▸ Document passage:
--------

The Cubs are the Cubs, they just have "loser" in their blood. Nice ballpark, loyal fans, but they just aren't a team that scares you... ever. The Cubs are the only team that Charlie Brown could pitch for and it would make him even more depressed.
Even the best Cubs team of all time is still named after a cuddly little baby bear. When you encounter a cuddly little baby bear, you aren't worried about the baby bear at all. It looks like it might be a lot of fun to pick one up and hug it, or even mess with it a bit. You know, take its food away and hold it up just out of its reach; watching it jump a couple times and then fall back down to the forest floor in a fuzzy ball before rolling onto his back, where he suddenly notices his hind legs sticking up in the air and he starts playing with his feet for a while. You could do that all day long! What you worry about about is its mom, who's about to spring out from any direction and pummel your ass to the point the Lab Boys will have to run a complicated DNA test to determine what type of creature you used to be.
So when a team gets swept by the cute little defenseless Cubs, it hurts, but frankly, the Cubs' moms could probably have taken both these games, too. Two decent outings by the starting pitchers wasted by two flaccid games at the plate, and kept out of reach by another failure in the bullpen. When is this team going to start hitting?
Answer: when they're 15 games back. Seems like the only time they ever do.

--------

▸ Work to complete:
a - Write out the part of the Cubs post from "Even the best" to "used to be.".
b - Answer these questions about the Cubs post:
(i) Which cartoon character could pitch for the Cubs, according to the post?
(ii) What would the Lab Boys have to run?
(iii) When will the team start hitting, according to the post's answer?

[Descriptions of regions in natural language]
--------

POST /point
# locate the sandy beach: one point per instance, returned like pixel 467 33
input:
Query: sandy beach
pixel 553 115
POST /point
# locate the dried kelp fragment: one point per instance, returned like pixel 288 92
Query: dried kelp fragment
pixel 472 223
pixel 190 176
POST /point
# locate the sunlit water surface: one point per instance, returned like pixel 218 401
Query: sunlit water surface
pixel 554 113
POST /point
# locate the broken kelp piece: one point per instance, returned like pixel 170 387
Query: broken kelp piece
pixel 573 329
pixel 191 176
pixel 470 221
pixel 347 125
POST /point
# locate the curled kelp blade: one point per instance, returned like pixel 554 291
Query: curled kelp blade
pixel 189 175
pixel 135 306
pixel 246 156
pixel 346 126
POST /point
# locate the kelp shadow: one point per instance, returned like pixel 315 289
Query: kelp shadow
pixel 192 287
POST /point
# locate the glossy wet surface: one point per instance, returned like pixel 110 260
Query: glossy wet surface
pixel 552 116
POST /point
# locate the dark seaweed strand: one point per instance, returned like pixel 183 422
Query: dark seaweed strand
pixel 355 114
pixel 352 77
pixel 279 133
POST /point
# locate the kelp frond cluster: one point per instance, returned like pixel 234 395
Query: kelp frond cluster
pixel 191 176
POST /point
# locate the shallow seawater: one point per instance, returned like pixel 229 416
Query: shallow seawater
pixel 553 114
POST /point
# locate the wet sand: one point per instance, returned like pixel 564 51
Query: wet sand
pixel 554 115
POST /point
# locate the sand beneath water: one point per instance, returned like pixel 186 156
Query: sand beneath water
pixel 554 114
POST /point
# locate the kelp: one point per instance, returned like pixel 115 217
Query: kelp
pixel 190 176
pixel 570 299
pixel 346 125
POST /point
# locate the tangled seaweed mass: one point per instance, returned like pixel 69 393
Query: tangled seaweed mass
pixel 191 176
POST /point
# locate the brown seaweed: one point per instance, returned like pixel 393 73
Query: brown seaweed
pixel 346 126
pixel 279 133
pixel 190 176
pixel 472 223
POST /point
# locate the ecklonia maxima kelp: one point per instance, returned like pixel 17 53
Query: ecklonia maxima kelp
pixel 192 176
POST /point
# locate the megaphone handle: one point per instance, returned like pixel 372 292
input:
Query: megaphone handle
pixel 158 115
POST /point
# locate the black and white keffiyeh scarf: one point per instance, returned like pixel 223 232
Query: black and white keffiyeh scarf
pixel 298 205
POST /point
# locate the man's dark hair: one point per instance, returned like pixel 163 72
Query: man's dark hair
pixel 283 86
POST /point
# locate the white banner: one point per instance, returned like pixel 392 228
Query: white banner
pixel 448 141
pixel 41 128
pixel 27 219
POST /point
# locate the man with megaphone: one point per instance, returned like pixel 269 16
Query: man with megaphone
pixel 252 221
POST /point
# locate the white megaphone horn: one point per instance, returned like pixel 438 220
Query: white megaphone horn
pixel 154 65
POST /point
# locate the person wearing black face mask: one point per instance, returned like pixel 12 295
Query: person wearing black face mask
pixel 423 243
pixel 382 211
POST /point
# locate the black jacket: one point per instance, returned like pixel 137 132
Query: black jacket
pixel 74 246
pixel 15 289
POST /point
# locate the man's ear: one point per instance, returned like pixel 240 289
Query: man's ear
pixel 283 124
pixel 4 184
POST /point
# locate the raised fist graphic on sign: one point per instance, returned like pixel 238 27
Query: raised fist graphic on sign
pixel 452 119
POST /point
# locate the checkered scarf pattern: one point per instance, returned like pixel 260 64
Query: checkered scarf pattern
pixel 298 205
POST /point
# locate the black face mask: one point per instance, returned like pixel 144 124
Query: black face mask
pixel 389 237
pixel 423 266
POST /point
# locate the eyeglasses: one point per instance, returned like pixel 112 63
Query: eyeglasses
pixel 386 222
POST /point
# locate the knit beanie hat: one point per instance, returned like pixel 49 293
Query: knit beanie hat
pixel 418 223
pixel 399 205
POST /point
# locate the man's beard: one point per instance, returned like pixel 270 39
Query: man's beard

--------

▸ Numbered answers:
a -
Even the best Cubs team of all time is still named after a cuddly little baby bear. When you encounter a cuddly little baby bear, you aren't worried about the baby bear at all. It looks like it might be a lot of fun to pick one up and hug it, or even mess with it a bit. You know, take its food away and hold it up just out of its reach; watching it jump a couple times and then fall back down to the forest floor in a fuzzy ball before rolling onto his back, where he suddenly notices his hind legs sticking up in the air and he starts playing with his feet for a while. You could do that all day long! What you worry about about is its mom, who's about to spring out from any direction and pummel your ass to the point the Lab Boys will have to run a complicated DNA test to determine what type of creature you used to be.

b -
(i) Charlie Brown
(ii) A complicated DNA test
(iii) When they're 15 games back